▶

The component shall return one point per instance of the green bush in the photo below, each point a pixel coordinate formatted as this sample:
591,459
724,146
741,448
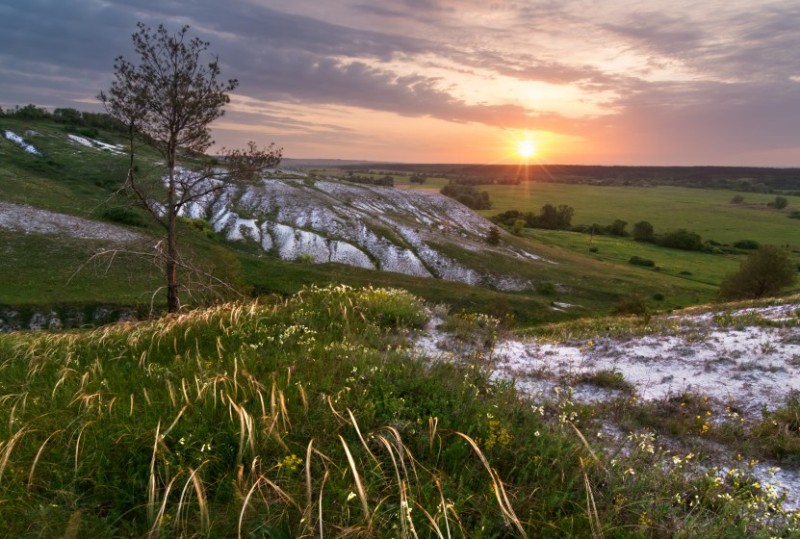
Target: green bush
764,273
638,261
125,216
746,244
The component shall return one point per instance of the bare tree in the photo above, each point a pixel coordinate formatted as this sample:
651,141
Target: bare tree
169,99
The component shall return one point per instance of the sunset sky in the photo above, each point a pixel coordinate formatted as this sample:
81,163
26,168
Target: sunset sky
659,82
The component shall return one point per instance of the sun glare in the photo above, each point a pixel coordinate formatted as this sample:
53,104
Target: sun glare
526,148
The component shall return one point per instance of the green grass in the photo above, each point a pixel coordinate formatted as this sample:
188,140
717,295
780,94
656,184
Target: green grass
307,417
704,211
691,266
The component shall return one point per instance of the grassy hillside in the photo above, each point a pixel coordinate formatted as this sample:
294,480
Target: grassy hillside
309,417
78,180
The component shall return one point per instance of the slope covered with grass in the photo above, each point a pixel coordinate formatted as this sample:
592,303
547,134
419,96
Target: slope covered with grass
312,417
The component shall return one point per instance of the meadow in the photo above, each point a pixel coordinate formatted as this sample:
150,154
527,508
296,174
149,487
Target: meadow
312,411
311,416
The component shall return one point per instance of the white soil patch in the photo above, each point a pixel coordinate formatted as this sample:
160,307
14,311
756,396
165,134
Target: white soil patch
27,219
742,365
19,141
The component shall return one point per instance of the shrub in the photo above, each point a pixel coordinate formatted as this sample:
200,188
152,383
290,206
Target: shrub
681,239
643,231
746,244
779,203
638,261
764,273
125,216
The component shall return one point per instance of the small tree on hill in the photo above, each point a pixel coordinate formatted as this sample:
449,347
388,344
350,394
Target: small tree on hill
779,203
764,273
169,99
643,231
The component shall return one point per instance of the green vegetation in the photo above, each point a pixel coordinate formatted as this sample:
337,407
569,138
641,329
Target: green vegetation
765,272
306,417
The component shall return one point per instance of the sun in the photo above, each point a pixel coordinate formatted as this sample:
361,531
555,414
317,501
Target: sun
526,148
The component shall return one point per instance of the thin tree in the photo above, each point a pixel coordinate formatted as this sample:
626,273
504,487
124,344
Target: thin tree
169,99
765,272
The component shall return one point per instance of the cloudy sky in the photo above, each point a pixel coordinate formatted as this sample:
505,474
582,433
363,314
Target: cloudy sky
659,82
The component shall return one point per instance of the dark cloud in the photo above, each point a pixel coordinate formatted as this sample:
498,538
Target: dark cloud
731,93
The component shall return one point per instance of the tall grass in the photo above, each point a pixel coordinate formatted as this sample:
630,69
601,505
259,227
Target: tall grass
306,417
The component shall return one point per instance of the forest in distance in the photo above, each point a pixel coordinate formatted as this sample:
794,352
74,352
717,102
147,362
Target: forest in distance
747,179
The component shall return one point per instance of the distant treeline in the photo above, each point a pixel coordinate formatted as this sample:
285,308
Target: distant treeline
387,180
747,179
559,217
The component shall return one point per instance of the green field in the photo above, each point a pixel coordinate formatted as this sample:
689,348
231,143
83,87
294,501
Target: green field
704,211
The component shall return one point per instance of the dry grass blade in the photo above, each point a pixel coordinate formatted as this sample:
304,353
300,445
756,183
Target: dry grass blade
156,528
321,490
591,508
400,484
78,444
360,437
205,520
362,494
38,455
174,422
73,525
585,443
9,446
309,494
246,426
431,520
499,491
151,482
246,501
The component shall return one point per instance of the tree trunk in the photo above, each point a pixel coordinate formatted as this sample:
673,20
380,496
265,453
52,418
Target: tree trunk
171,267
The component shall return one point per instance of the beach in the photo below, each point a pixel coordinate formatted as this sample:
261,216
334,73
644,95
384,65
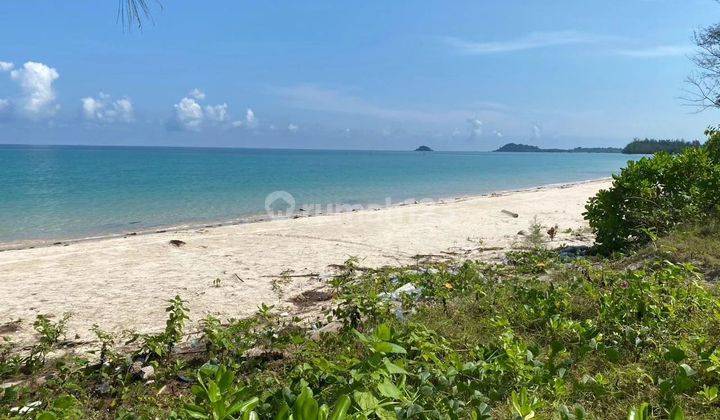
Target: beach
122,283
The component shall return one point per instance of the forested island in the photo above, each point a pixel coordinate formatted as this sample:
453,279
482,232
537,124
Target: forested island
650,146
637,146
423,149
515,147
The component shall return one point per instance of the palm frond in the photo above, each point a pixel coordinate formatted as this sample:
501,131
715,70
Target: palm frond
134,12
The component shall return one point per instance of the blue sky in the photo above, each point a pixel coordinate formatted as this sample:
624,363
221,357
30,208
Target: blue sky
460,75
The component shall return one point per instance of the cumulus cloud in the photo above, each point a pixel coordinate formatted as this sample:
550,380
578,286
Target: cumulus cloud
475,128
103,109
197,94
217,113
250,121
38,95
191,115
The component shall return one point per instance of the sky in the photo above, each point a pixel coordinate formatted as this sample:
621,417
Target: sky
454,75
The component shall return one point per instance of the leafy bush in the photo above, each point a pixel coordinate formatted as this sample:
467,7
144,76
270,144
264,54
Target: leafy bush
652,195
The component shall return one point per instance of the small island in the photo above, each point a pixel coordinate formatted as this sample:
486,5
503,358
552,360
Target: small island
525,148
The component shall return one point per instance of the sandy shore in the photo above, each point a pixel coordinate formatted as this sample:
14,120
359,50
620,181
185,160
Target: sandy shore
122,283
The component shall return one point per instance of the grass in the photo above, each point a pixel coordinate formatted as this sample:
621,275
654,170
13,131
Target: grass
541,336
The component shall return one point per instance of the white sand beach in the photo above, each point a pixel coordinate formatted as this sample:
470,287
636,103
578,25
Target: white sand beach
122,283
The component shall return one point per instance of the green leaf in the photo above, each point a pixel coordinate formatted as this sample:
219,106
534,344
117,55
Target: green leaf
306,408
365,400
675,354
676,413
341,407
387,347
392,368
383,332
640,413
388,389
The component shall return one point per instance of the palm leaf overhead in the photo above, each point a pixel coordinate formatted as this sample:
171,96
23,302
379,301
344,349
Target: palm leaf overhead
135,12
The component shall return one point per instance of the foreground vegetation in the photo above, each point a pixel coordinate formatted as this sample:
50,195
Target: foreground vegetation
544,336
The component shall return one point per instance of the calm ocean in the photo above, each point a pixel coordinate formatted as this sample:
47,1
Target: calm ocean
52,193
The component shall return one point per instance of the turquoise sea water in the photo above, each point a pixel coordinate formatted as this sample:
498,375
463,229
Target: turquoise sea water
53,193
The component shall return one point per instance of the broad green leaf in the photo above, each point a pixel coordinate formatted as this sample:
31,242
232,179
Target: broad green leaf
676,413
675,354
387,347
388,389
383,332
392,368
341,407
365,400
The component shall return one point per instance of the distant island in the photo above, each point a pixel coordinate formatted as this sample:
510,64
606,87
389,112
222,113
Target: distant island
637,146
650,146
515,147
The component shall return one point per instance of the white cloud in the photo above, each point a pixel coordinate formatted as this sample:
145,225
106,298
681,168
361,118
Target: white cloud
217,113
657,51
475,128
38,95
197,94
530,41
250,120
189,114
104,110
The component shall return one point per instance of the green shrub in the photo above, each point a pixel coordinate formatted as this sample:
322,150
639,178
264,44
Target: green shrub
654,194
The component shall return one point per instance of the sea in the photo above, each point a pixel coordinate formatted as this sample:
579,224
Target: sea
55,193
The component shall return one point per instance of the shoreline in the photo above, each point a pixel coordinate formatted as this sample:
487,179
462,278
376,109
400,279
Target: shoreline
262,218
123,283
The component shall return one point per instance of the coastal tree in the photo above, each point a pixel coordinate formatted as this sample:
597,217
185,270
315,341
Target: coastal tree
704,84
135,12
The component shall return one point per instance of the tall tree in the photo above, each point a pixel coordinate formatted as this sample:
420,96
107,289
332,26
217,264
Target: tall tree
135,12
705,83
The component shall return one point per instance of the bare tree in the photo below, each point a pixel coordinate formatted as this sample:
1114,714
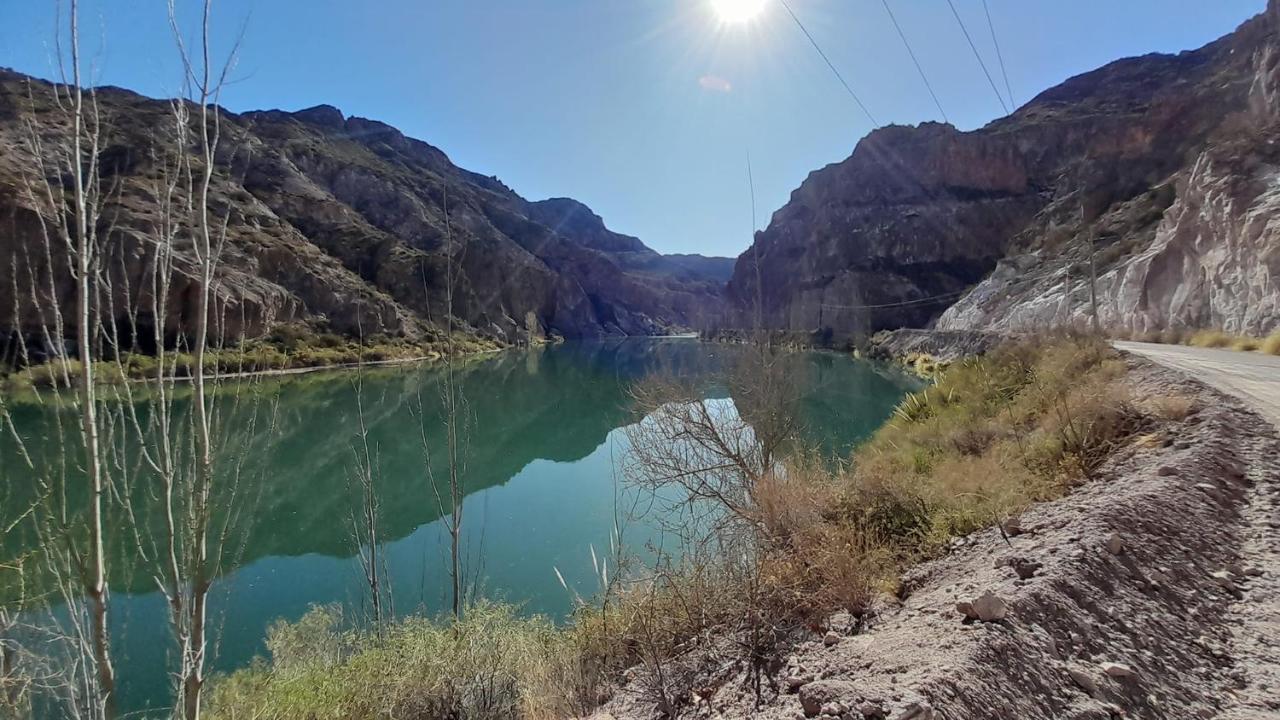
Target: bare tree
64,190
456,419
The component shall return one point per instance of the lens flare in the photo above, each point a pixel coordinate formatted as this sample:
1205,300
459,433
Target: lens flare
737,10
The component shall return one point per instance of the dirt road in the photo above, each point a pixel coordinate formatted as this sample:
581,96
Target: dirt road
1252,377
1255,620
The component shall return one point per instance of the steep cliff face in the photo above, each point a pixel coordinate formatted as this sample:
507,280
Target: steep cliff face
338,222
1162,169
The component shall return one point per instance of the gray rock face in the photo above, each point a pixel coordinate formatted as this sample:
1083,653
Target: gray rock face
1165,169
342,222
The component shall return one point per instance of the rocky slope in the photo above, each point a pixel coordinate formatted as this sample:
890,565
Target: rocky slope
1166,164
341,223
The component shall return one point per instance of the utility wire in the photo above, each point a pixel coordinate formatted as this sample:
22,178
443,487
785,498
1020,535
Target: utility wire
978,55
918,68
830,64
991,26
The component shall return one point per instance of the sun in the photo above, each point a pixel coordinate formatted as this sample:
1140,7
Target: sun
737,10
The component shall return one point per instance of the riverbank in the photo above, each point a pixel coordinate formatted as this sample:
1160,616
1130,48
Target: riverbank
1128,596
993,437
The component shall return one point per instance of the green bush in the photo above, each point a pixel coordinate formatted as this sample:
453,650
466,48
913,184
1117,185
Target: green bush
493,664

◀

» Goal of the exercise
Return, word for word, the entry lines starting at the line that contains "green bush in the photo above, each" and ending at the last line of the entries, with both ends included.

» Exercise result
The component shall return one point per instance of the green bush in the photo above, each point a pixel coordinate formatted as this sample:
453,650
466,48
913,184
1117,185
Target: green bush
493,664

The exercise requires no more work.